*TASK TO COMPLETE*
Extract each line of text in the data below verbatim, and leave the pictures out of your answer.

*INPUT MATERIAL*

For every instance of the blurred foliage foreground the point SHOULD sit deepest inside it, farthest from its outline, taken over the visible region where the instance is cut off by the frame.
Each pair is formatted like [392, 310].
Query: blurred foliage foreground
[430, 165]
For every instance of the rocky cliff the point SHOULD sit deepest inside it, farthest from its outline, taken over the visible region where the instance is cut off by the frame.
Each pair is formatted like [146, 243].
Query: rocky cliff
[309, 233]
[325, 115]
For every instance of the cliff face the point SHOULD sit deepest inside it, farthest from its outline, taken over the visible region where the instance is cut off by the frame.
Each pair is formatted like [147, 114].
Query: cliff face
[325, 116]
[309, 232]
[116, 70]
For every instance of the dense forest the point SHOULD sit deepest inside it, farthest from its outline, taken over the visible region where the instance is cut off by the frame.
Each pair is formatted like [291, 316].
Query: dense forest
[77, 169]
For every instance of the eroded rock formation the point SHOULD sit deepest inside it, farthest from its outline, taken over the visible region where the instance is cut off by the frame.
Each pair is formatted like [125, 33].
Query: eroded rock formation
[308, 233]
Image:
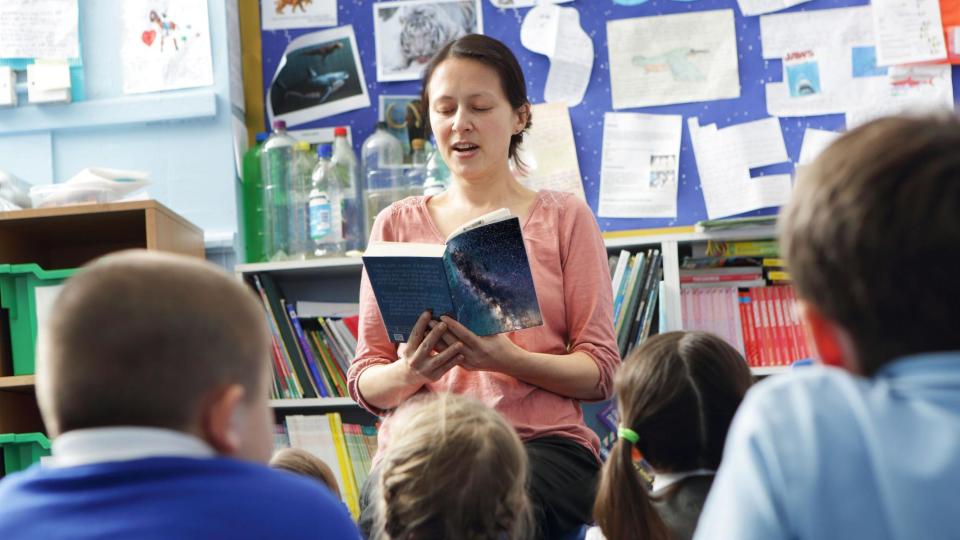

*COMPLETED TASK*
For every instance of the blurred foliage foreground the point SHOULD sit deepest inside it, farthest from its outline, taken over the visible region where the instance is cut off by the frame.
Each pair is formatted like [392, 310].
Query: blurred foliage foreground
[430, 165]
For every instance of the rocky cliff the point SHOULD sit deepest inside it, farthest from its outline, taken over the visible region where the instance is cut off by the frame.
Each pair is formatted like [146, 243].
Query: rocky cliff
[309, 233]
[325, 115]
For every instance of the cliff face the point SHOULD sit deepest inside it, farthest from its outline, taken over the visible region where the instance is cut off by the frame.
Each pair is formatted like [147, 114].
Query: cliff face
[325, 116]
[309, 232]
[116, 70]
For every instance of the dense forest the point SHOULD sit deepest inside it, farthest from its outline, taken over the visible region where the instance is cut off by the frame.
Each pair is formatted like [291, 316].
Query: dense forest
[77, 169]
For every instance of the eroded rock formation the point SHOULD sit deepest inside it, farthest from its outline, taken over the visible region where the instance is cut off by the frame.
Each pair is formatted like [125, 33].
Query: eroded rock formation
[308, 233]
Image:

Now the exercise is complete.